**What is needed**
Pick up the Women's Land Army recollections below where they stop and write the next part.

**Selected excerpt**
* start *

One of her jobs was to ‘use a little machine to check that the eggs were fertile … Fields were planted with corn and potatoes … and there was haymaking in the meadows … they also grew tomatoes which had to be kept watered using a hand pump.’ The crop from The Orchards was dramatically affected by the presence, or otherwise, of frost, varying from bumper to abysmal. ‘In a good year, the farm lorry would leave early with benches in the back to pick up women and children from the Chignal area – as many as 80.’ The farm lorry would drive up as far as Scotland to deliver produce, and Gladys herself drove a lorry to Covent Garden.
Celia Waldman
East Ender Celia cycled every day from her billet in Wakering to Potton Island. The billet was a comfortable farmhouse with no electricity but ‘it did have a bathroom, a telephone and all the food we could eat’. The journey to the island was less comfortable, with its unmade roads and the necessity to judge the tide; if you messed this up you ‘had to row across’. She ‘learnt to drive tractors and threshers, how to milk a cow and castrate a calf’ and ‘accompanied cattle from Shoeburyness train station to the island and later to the slaughter house’.
Winnie Bell
The suntan was an attraction for Winnie when it came to the haymaking, but she also enjoyed working at Rainham Market Garden with ‘lots of girls’. On the subject of threshing, ‘I had to tie up my trousers, tie up my hair, but still got smothered and often ended up with mice in my pocket’. Working out in the rain was something she ‘got used to’ as was ‘the cold tea’ provided by her landlady for lunch to accompany jam sandwiches.
Vera Pratt
Aged 17, Vera and her friend Rose arrived at Clacton Station in the summer of 1942, excited at the prospect of working in the Land Army. They walked from the station to ‘Duchess Farm, out St Osyth way, a longer hike than suspected, especially as [our] new shoes hadn’t really been broken in’. They had to keep asking for directions. People told them: ‘It’s just around the corner … just around the corner …’ Eventually, ‘a sign saying St Osyth Dairies was reassuring, but this was just a poster’. Having found the farm and met the farmer and his wife and family, Vera found herself ‘in charge of Lassie, the sow, responsible for feeding and mucking out’. She described it as a ‘lovely life’ especially as she didn’t need to get up especially early to care for her, and for the litters that came along.

* end *

**Information supplied**
* start *

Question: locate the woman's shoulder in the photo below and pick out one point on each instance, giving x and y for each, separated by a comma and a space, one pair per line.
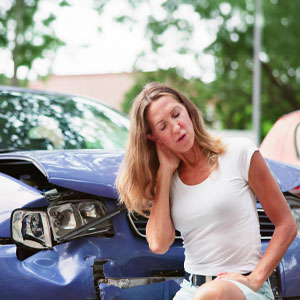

* end *

**Task output**
At harvest time, there were other duties for Vera, including stooking the sheaves, but she also found it relatively easy to learn to plough with an old Fordson tractor. She confessed that, ‘Once, I missed a bit and there was a whole hunk of dirt not ploughed … the next morning … the farmer said “You want the spade.” “Do I?” “Yes, you missed a lot. Do it by hand this time.” It took a while but it learnt you.’ Duchess Farm kept Vera busy throughout the war years with crops such as oats, wheat and maize, a dairy herd of twenty-five cows, and brassica to be cut to feed the cattle. Sheltering in a barn from the rain was not an option, as, when she and Rose tried this in preference to cutting the kale, the farmer told them to ‘Go out and cut it! What do you think you are? Hot-house plants?’
Barbara Fisher
Barbara wrote of her six and a half years’ service in Essex (1943–49) as having been ‘a wonderful life’ although acknowledging that ‘no doubt distance of time has lent enchantment to my memories, the skylarks singing and the hares playing taking precedence over wet cold days cleaning machinery in a draughty barn or cutting kale covered with ice and snow on a bleak winter morning’. She also referred to Land Girls shedding tears when ‘parting from a beloved cow sent to market for one reason or another’:
Tinker and Blossom, a Clydesdale gelding and mare were very much a part of my life for several years. I remember … the joy of working with them, the challenge of using a horse hoe between rows of mangolds [
sic
] and kale seedlings, or bumping along on a hay rake for hours on end …
In those days milking machines were a modern invention and a three legged stool and bucket were more usual … [and] the Fordson tractor we had was a very simple design, no cabs to sit in or self starters … waterproofs to keep us dry and a starting handle to get us going.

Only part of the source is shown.